Rewrite every line of the data below, changing "visible here" to "shown in the image" wherever it appears and keeping everything else the same. Omit the pictures from your answer.

* Start EXCERPTED RECORDS *

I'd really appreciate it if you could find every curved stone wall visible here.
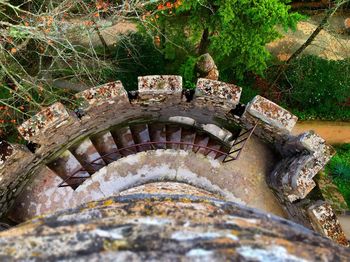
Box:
[0,76,346,244]
[0,190,350,261]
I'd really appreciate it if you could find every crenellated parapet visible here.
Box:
[0,75,341,246]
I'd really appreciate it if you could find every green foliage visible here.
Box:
[280,56,350,120]
[326,144,350,205]
[179,56,197,89]
[102,33,166,90]
[143,0,301,79]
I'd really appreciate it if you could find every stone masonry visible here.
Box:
[0,76,346,245]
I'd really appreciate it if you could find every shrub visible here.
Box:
[142,0,301,79]
[326,144,350,206]
[280,56,350,120]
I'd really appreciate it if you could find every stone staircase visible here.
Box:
[47,122,232,189]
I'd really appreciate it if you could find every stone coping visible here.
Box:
[0,76,344,246]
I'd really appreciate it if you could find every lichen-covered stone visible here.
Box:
[195,78,242,110]
[0,140,13,166]
[270,131,335,202]
[315,172,349,214]
[169,116,196,126]
[18,103,73,144]
[241,95,298,144]
[76,81,129,111]
[308,201,349,246]
[0,194,350,261]
[138,75,182,101]
[202,124,232,142]
[196,53,219,80]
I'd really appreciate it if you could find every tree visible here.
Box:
[271,0,350,86]
[139,0,301,78]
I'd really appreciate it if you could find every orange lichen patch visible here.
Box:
[103,199,114,206]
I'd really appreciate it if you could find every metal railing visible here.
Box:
[58,125,256,188]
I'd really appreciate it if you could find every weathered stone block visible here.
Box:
[196,53,219,80]
[308,201,349,246]
[245,95,298,132]
[18,103,74,144]
[241,95,298,143]
[76,81,129,111]
[202,124,232,141]
[169,116,196,126]
[138,75,182,101]
[195,78,242,109]
[0,140,13,166]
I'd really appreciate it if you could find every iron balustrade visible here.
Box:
[58,125,257,187]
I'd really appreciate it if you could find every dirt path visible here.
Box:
[292,121,350,144]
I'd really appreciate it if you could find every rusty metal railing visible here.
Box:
[58,125,256,188]
[222,124,257,163]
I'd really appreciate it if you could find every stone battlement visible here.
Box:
[0,76,346,245]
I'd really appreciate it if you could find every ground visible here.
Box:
[11,137,285,222]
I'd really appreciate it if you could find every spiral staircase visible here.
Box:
[0,73,347,248]
[47,123,243,189]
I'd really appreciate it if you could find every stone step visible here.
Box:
[90,131,121,164]
[166,124,181,149]
[111,126,137,156]
[181,127,196,150]
[48,150,90,189]
[130,124,152,152]
[70,138,106,174]
[8,166,75,223]
[148,123,166,149]
[192,133,209,154]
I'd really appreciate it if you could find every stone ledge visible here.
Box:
[138,75,182,101]
[202,124,232,142]
[246,95,298,133]
[17,103,75,144]
[0,144,35,217]
[241,95,298,146]
[75,81,129,112]
[169,116,196,126]
[307,201,349,246]
[270,131,335,202]
[195,78,242,109]
[0,140,14,167]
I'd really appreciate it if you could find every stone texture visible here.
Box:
[195,78,242,110]
[76,81,129,112]
[202,124,233,142]
[241,96,298,144]
[196,53,219,80]
[269,131,335,202]
[308,201,349,246]
[169,116,196,126]
[18,103,74,145]
[138,75,182,101]
[0,190,350,261]
[0,140,14,166]
[0,76,344,250]
[10,146,284,222]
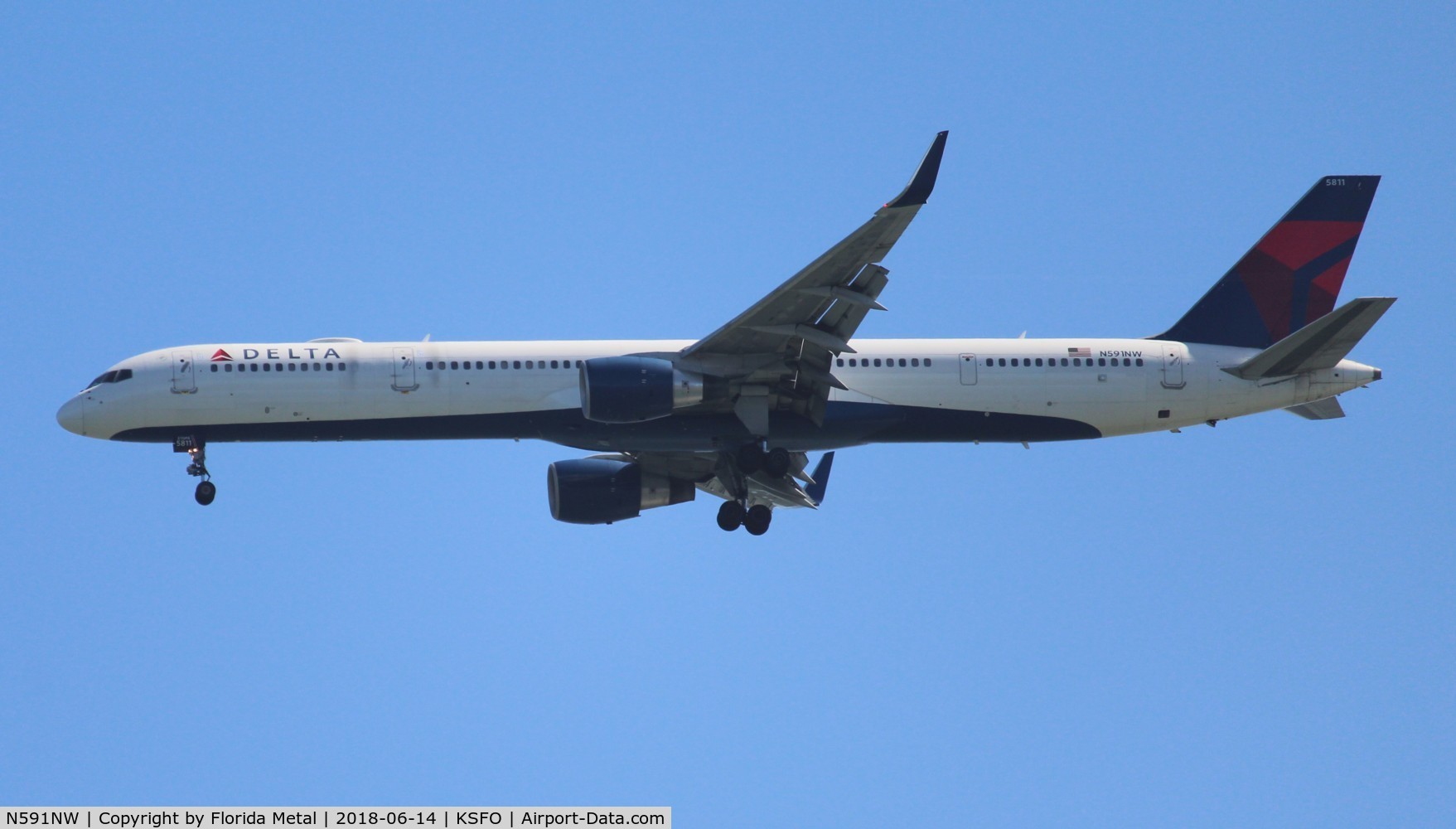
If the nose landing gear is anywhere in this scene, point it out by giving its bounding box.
[173,437,217,507]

* End EXCERPTED RECORDS *

--- SOLUTION FOR THIS PROBLEM ---
I'd really appreciate it if you could find every curved stone wall shown in the image.
Box:
[0,76,346,244]
[0,190,350,261]
I'd really appreciate it if you could find every crenellated parapet shown in the image.
Box:
[0,75,341,246]
I'd really appreciate it if you could find every green foliage shown in the image.
Box:
[280,56,350,120]
[326,144,350,205]
[179,56,197,89]
[102,33,166,90]
[143,0,301,79]
I'd really appreciate it if you could find every stone masonry shown in the image.
Box:
[0,76,346,245]
I'd really appreciate it if you could find every shrub shown in the image.
Box:
[142,0,301,79]
[326,144,350,206]
[280,56,350,120]
I'd really appreciate it if you could find every stone staircase shown in the image.
Box:
[47,122,232,189]
I'd really appreciate it if you could find every stone coping shown in the image.
Box:
[0,76,344,246]
I'd really appreciate it if you could find every lichen-covered stone shown in the image.
Box:
[195,78,242,110]
[0,140,13,166]
[270,131,335,202]
[315,172,349,214]
[169,116,196,126]
[18,103,73,144]
[241,95,298,144]
[76,81,129,111]
[308,201,349,246]
[0,194,350,261]
[138,75,182,101]
[202,124,232,142]
[196,53,219,80]
I'd really appreciate it if you could find every tree shown in the image.
Box:
[271,0,350,86]
[139,0,301,78]
I'd really appreciate it if you could find every orange lichen patch shown in the image.
Box:
[103,199,114,206]
I'd really appreciate it if you could find every metal railing shown in the image.
Box:
[58,125,256,188]
I'd really appreciate it if you could find every weathered stone block shown in the image.
Box:
[196,53,219,80]
[308,201,349,246]
[245,95,298,132]
[18,103,74,144]
[241,95,298,143]
[76,81,129,111]
[202,124,232,141]
[169,116,196,126]
[138,75,182,101]
[195,78,242,109]
[0,140,13,166]
I'd really appreciate it if you could find every iron balustrade shown in the image.
Box:
[58,125,257,187]
I'd really appreciate it if you could find every dirt path shown in the image.
Box:
[292,121,350,144]
I'd really appreciate it if you could find every rusty metal railing shown in the image.
Box:
[58,125,256,188]
[222,124,257,163]
I'd really appreciate it if you could find every stone battlement shown in the image.
Box:
[0,76,346,245]
I'd really appreciate it if you could find every ground shown in the image.
Box:
[11,137,285,222]
I'd really appreciate it if you could find every spiral staircase shown in the image.
Box:
[0,73,347,248]
[47,123,243,189]
I'd really appreciate it if you could find every stone step shown in the image.
Box:
[90,131,121,164]
[166,124,181,149]
[111,126,137,156]
[181,127,196,150]
[48,150,90,189]
[130,124,152,152]
[70,138,106,174]
[8,166,75,223]
[148,123,166,149]
[192,133,209,154]
I'd really appreciate it if you could find every stone ledge shown in the image.
Box:
[138,75,182,101]
[202,124,232,142]
[246,95,298,133]
[17,103,75,144]
[0,144,35,217]
[241,95,298,146]
[75,81,129,112]
[169,116,196,126]
[307,201,349,246]
[270,131,335,202]
[195,78,242,109]
[0,140,14,167]
I'd really appreciate it if you could find every stone texture shown in the image.
Box:
[195,78,242,110]
[76,81,129,112]
[202,124,233,142]
[241,96,298,144]
[196,53,219,80]
[269,131,335,202]
[308,201,349,246]
[169,116,196,126]
[18,103,74,145]
[138,75,182,101]
[0,190,350,261]
[0,140,14,166]
[0,76,344,250]
[10,146,284,222]
If the nose landing gear is anywhere in this scene, point it out by giving its bounding box.
[173,437,217,507]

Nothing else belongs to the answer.